_Exercise set_
(a) According to the profile, at which company did the work on Larq Compute Engine take place?
(b) List every field named in the profile as meeting at the point where the work sits.
(c) Continue the profile of AI systems and high performance computing work from its last sentence.

_Quoted passage_
◇ ◇ ◇ ◇ ◇
AI systems + high performance computing

Making machine learning models run fast on real hardware.

I am a Member of Technical Staff at Microsoft AI, where I work across inference and training software stacks for large-scale AI systems. My recent work includes Triton kernel optimizations, FP8 KV cache integration, and checkpointing and fault-tolerance infrastructure for distributed training.

Before joining Microsoft AI, I worked on DeepSpeed inference optimization for OpenAI DALL.E and large language models, edge AI acceleration at Blaize, and Larq Compute Engine at Plumerai. My work sits at the intersection of high performance computing, machine learning systems, and architecture-aware optimization.

Experience

Microsoft AI

Contributing to inference and training software stacks, including Triton kernel optimizations, FP8 KV cache integration, and checkpointing and fault-tolerance infrastructure for large-scale training.
◇ ◇ ◇ ◇ ◇
_Source material_

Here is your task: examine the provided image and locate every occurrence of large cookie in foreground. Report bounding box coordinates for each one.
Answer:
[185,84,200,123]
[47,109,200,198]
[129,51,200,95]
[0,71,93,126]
◇ ◇ ◇ ◇ ◇
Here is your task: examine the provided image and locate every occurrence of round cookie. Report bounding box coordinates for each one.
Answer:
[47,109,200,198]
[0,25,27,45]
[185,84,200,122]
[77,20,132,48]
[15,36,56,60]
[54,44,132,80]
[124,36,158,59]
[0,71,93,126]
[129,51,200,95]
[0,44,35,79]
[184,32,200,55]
◇ ◇ ◇ ◇ ◇
_Exercise results_
(a) Plumerai.

(b) High performance computing, machine learning systems, and architecture-aware optimization.

(c)
Microsoft DeepSpeed

Optimized OpenAI DALL.E inference latency and added DeepSpeed Inference support for large language models including OPT, Falcon, and Phi-2.

Blaize

Optimized computer vision deep learning models such as ResNet, OpenPose, and Mask R-CNN for the Blaize Graph Streaming Processor architecture.

Plumerai

Led technical design and development of Larq Compute Engine, an optimized inference engine for binarized neural networks on mobile and embedded devices.

Intel

Benchmarked Intel Deep Learning Boost instructions and implemented Control-Flow Enforcement Technology support in the GNU Debugger.